WORK TO COMPLETE: Your copy of the data should leave out the images and match everything else exactly.

MATERIAL FOR THIS TASK:
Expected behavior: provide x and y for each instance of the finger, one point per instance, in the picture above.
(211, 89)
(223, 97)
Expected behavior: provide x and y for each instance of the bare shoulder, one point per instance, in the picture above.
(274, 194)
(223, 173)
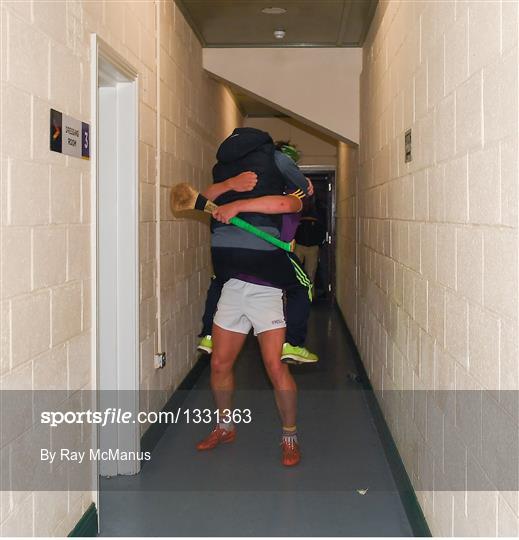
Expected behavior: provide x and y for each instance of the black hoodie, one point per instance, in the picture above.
(248, 149)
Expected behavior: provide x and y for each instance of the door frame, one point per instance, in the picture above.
(127, 379)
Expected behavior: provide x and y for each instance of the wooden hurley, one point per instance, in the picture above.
(184, 197)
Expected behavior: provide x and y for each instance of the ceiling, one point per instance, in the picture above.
(253, 108)
(307, 23)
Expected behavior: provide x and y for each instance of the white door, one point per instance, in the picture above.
(117, 262)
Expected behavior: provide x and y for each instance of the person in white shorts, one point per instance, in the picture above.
(244, 305)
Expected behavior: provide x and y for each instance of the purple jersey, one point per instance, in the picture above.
(289, 225)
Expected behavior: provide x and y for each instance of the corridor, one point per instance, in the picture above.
(405, 115)
(241, 489)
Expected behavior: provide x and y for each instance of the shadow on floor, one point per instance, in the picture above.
(241, 489)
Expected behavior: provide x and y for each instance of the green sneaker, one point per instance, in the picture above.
(297, 355)
(205, 345)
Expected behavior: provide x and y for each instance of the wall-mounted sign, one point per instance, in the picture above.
(69, 135)
(408, 153)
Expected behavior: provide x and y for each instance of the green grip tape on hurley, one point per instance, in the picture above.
(244, 225)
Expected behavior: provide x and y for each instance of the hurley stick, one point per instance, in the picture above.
(184, 197)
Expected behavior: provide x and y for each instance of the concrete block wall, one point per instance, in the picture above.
(346, 232)
(315, 147)
(46, 274)
(437, 249)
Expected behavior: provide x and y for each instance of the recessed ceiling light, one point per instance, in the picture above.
(273, 11)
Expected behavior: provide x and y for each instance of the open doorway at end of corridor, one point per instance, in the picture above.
(323, 211)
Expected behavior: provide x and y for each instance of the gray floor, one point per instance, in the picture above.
(241, 489)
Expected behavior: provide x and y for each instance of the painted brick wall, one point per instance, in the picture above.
(346, 232)
(45, 211)
(437, 249)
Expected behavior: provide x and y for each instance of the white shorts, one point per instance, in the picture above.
(243, 306)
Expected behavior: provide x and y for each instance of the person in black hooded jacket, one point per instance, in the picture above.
(268, 172)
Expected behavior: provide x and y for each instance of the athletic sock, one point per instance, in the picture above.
(289, 435)
(228, 426)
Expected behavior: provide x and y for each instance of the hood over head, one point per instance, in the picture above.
(241, 142)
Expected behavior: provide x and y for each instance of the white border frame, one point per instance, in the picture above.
(98, 48)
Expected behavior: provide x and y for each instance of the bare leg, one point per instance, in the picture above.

SOLUTION TO THIS TASK:
Expected behavior: provide x and y for each instance of the finger, one point per instance, in the picture above.
(211, 89)
(223, 97)
Expected behavior: provide x and y for each instance of the bare shoulder, one point per instance, in the picture above.
(274, 194)
(223, 173)
Expected behavior: provide x and y for each instance of the black hoodie, one point per instance, in the picture above.
(248, 149)
Expected behavior: provide x and y for each instance of the door frame, one point per instance, in the picture above.
(127, 379)
Expected behavior: provide x and y for each instance of the wooden hurley, one point per instance, in the picture above.
(184, 197)
Expected behavior: provide x and y for each instance of the ceiling, one point per instance, in the picture above.
(253, 108)
(307, 23)
Expected behavior: provide x and y for each instance of the white door, one point per instance, in the picture above.
(117, 262)
Expected behavior: provide x and y for each instance of the person in white shorts, one point per instance, in the picture above.
(244, 305)
Expected behavior: provide x and y for each instance of the purple jersey, one point per instance, in the picture above.
(289, 225)
Expected behavior: provide x and y for each instance of the corridor, one point per instance, in the picture above.
(405, 115)
(241, 489)
Expected behavior: provide x and y for each instance of the shadow on floor, one point per instance, in the picture above.
(241, 489)
Expected behavior: provide x and y for each instance of the green sneaker, one point per instance, in the picture above.
(297, 355)
(205, 345)
Expected behavior: provide x and y for each instance of the wall-mounted sign, one point per instance, in the picture above.
(69, 135)
(408, 153)
Expected behavior: provide x and y for each instance of the green grip tape on hurley, one point per instance, in the picture above.
(244, 225)
Expected behavior: provide x and y for each instance of the hurley stick, one point per instance, in the picture above.
(184, 197)
Expected behavior: provide x and y for each instance of the concrete block wall, one point per instance, in the picture above.
(346, 232)
(315, 147)
(46, 274)
(437, 249)
Expected behavior: provide x and y for each instance of the recessed ceiling light, one point per instance, in the picture above.
(273, 11)
Expected behavior: provide x and y for each instance of the open doorway at end of corridor, one point per instance, in the picture above.
(323, 211)
Expected behavior: provide x and y for each instance of the gray floor, one point per instance, in the picture above.
(241, 489)
Expected behavior: provide x and y for each instance of the painted brick wall, one point per instance, in the picture above.
(346, 232)
(45, 211)
(437, 249)
Expected behavior: provide x and y for each instance of the white shorts, one point per instance, in the picture above.
(243, 306)
Expected behavior: provide x and y for each instance of the person in black hooded jacket, one point per instance, in the picture above.
(268, 172)
Expected behavior: provide x and y for each instance of the athletic sock, one point per instance, in the picture above.
(289, 435)
(228, 426)
Expected behavior: provide x and y for each instance of the hood over head, one point per instance, in the picture above.
(241, 142)
Expected behavior: provide x and y for each instance of the white border frame, one point per instance, in the picture above.
(98, 48)
Expected behavior: provide x and y for each instance of the bare leg, one point per instance, in the picture above.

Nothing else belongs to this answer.